Dataset rows:
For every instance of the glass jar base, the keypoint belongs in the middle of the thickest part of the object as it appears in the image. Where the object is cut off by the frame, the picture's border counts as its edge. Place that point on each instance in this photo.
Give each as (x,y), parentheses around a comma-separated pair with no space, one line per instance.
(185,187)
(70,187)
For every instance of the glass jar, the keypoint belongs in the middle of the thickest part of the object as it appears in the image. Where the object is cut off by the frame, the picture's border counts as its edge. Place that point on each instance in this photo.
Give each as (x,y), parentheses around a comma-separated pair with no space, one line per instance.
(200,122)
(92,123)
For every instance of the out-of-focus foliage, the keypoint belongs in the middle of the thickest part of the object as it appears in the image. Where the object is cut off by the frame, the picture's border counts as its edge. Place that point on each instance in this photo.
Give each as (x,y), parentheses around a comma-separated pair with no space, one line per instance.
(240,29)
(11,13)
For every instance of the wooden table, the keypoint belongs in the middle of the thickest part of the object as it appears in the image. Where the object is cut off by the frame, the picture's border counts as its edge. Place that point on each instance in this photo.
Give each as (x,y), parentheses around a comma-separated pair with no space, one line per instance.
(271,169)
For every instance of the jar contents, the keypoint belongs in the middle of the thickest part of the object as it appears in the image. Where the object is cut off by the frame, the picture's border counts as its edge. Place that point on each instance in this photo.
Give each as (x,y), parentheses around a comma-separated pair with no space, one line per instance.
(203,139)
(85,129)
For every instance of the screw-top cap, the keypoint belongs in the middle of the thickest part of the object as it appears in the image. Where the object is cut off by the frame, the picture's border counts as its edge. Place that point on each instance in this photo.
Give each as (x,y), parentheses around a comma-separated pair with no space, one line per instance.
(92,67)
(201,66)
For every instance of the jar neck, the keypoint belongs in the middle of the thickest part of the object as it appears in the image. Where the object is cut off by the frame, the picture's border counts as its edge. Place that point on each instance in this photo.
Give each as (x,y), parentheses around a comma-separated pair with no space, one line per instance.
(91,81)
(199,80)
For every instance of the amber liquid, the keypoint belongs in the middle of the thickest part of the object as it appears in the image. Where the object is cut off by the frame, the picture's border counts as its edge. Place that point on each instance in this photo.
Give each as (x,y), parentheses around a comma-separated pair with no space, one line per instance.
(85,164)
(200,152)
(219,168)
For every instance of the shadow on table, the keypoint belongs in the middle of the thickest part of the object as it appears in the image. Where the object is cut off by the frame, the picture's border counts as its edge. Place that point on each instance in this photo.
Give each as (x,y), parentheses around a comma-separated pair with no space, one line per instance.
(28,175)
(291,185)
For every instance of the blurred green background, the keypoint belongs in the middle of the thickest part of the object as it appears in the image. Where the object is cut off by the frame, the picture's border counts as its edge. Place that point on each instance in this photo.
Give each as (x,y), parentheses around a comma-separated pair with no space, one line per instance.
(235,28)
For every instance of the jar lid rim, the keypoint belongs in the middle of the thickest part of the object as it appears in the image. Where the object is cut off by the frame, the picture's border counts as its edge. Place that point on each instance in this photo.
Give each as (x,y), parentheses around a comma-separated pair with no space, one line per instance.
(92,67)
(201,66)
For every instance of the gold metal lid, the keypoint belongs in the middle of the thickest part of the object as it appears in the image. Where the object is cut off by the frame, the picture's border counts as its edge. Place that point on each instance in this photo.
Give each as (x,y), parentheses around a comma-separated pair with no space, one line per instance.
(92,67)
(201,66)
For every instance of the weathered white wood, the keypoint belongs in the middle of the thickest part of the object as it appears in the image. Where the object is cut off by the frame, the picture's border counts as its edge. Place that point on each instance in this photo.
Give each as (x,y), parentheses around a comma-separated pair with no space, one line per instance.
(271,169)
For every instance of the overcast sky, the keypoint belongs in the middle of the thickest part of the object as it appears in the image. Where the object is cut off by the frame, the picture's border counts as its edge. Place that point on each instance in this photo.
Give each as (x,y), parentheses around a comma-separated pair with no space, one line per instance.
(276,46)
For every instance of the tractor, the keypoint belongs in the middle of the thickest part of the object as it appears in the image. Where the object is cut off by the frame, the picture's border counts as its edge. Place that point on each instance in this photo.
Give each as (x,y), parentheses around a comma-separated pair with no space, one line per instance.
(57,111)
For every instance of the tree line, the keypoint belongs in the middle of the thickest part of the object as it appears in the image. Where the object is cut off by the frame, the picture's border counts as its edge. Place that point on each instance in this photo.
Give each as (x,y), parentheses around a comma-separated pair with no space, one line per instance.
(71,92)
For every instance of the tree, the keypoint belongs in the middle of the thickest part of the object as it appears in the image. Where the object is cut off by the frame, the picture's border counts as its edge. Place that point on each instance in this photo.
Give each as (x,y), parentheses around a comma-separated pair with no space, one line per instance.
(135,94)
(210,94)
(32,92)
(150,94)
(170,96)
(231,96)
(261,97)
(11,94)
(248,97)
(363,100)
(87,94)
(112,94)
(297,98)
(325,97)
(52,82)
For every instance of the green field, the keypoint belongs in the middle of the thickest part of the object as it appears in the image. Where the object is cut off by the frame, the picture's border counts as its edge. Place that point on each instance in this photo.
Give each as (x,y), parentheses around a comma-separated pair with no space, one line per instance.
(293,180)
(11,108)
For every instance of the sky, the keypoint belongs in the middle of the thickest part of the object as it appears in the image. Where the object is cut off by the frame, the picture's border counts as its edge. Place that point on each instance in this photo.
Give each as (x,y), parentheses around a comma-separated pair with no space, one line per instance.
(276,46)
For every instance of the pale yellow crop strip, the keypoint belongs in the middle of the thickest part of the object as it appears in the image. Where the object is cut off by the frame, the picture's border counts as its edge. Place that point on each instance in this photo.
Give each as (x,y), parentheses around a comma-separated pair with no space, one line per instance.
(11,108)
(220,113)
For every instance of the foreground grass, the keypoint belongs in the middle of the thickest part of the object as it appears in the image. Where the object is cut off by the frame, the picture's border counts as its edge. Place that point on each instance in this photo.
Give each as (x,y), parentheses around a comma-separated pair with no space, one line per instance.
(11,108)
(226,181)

Aim
Reproduce the stretch from the line containing "For every instance of the sky, the" through the last of the lines, requests included, adding 112 to each x and y coordinate in the answers.

Full answer
For every instance of the sky, the keypoint belongs in the middle of the thickest part of the object as it appears in the image. Where the object is cut off by the frame, the picture's border counts as its edge. Place that point on each instance in this photo.
Give each as (x,y), parentheses around a comma-separated pair with no space, one line per instance.
(388,158)
For every instance of the pale yellow crop strip, the keypoint belongs in the middle of the thickest part of the object as it appears in the image. Where the object is cut off by the frame, the picture's border counts as its edge. Place that point on each instance in this photo.
Give each as (x,y), parentheses around a comma-separated pair with no space, one line per instance.
(123,220)
(332,225)
For every instance of the foreground grass, the keypoint belongs in the middle of the thickest part of the object as it appears in the image. Where the object is cut off by the frame, the picture's border counts as its edge. Place that point on each instance in this photo.
Give each as (x,y), parentheses around a comma-separated pair with no space, one line per instance.
(123,220)
(338,293)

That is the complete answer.